-- begin GIVEN TEXT --
Maybe you’ve heard of the official annual one on Jan. 19, when Fox Sports Indiana splatters the day with games, from high schoolers in Bankers Life Fieldhouse, to Indiana at Purdue, to St. John’s at Butler, to the Pacers. Fourteen hours of hoops—requiring 160 bodies on the TV side to produce—celebrating a state’s love affair with an orange ball. They got the idea from hockey day in Minnesota, and if the weather forecasts are right, Indiana might remind you a lot of Minnesota on Saturday.

But it’s the second, unofficial, one we’ve come to discuss: Jan. 22, Miami at Ball State, Basketball Day Indiana II.

Maybe you’re wondering why.

Introducing your Miami at Ohio RedHawks. There’s Jalen Adaway from Logansport, and Isaiah Coleman-Lands from Indianapolis (by way of La Lumiere near LaPorte), and Darrian Ringo from Brownsburg and Myja White from Brebeuf and Mekhi Lairy from Evansville Bosse. He got more Mr. Basketball votes than anyone in Indiana not named Romeo Langford.

They’re led by Nike Sibande, who, besides being a strong candidate for the all-name team in college basketball, was Mid-American Conference freshman of the year. He played for the 3A state champions at Crispus Attucks, and if you’re curious how he got to Oxford, Ohio, the coach who recruited him is named Jack Owens, and he went to Attucks, too. It was a middle school then, but hey, once a Tiger, always a Tiger.

lopresti-darrian-ringo-15col.jpg Miami RedHawks guard Darrian Ringo, of Brownsburg, shoots during a game last March against the Toledo Rockets. (AP photo)

Beginning to get the idea about the heavy Indiana flavor? And we haven’t even gotten to Ball State yet. The Cardinals have seven Indiana All-Stars on the roster. By Ball State’s count, that’s the most for any school in the state since Purdue 20 years ago. And they all grew up within 80 miles of campus.

Between the two teams, seven Indiana native sons should start on Jan. 22. When Indiana plays Purdue on Jan. 19, there will probably be only four. Here we have two schools trying to put a dent in the MAC with Hoosier power.

“I’ve done a little research on our program,” Ball State Coach James Whitford began, and then he started dispensing numbers. How the Cardinals brought in 19 Indiana All-Stars from 1985-2003 and produced five NCAA berths and four NIT trips. And then how they signed only two All-Stars the next 10 years and had but two winning seasons and no tournaments.
-- end GIVEN TEXT --
-- begin PROVIDED MATERIAL --
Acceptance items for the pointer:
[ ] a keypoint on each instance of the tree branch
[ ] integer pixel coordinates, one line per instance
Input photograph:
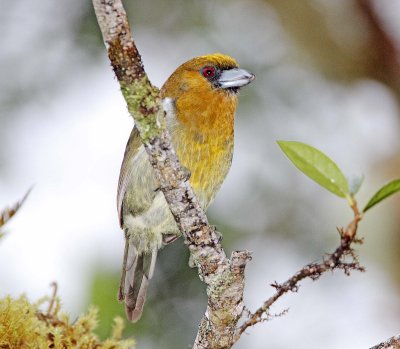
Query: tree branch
(335, 260)
(224, 277)
(391, 343)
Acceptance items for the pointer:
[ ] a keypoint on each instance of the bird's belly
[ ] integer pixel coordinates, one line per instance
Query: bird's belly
-- end PROVIDED MATERIAL --
◆ YOUR TASKS:
A: According to the Indiana basketball article, how many Indiana All-Stars are on Ball State's roster?
B: Print the part of the Indiana basketball article starting at "Introducing your Miami" and ending at "named Romeo Langford.".
The records are separate material and have no connection to the Indiana basketball article.

◆ TASK-BY-TASK ANSWERS:
A: Seven.

B:
Introducing your Miami at Ohio RedHawks. There’s Jalen Adaway from Logansport, and Isaiah Coleman-Lands from Indianapolis (by way of La Lumiere near LaPorte), and Darrian Ringo from Brownsburg and Myja White from Brebeuf and Mekhi Lairy from Evansville Bosse. He got more Mr. Basketball votes than anyone in Indiana not named Romeo Langford.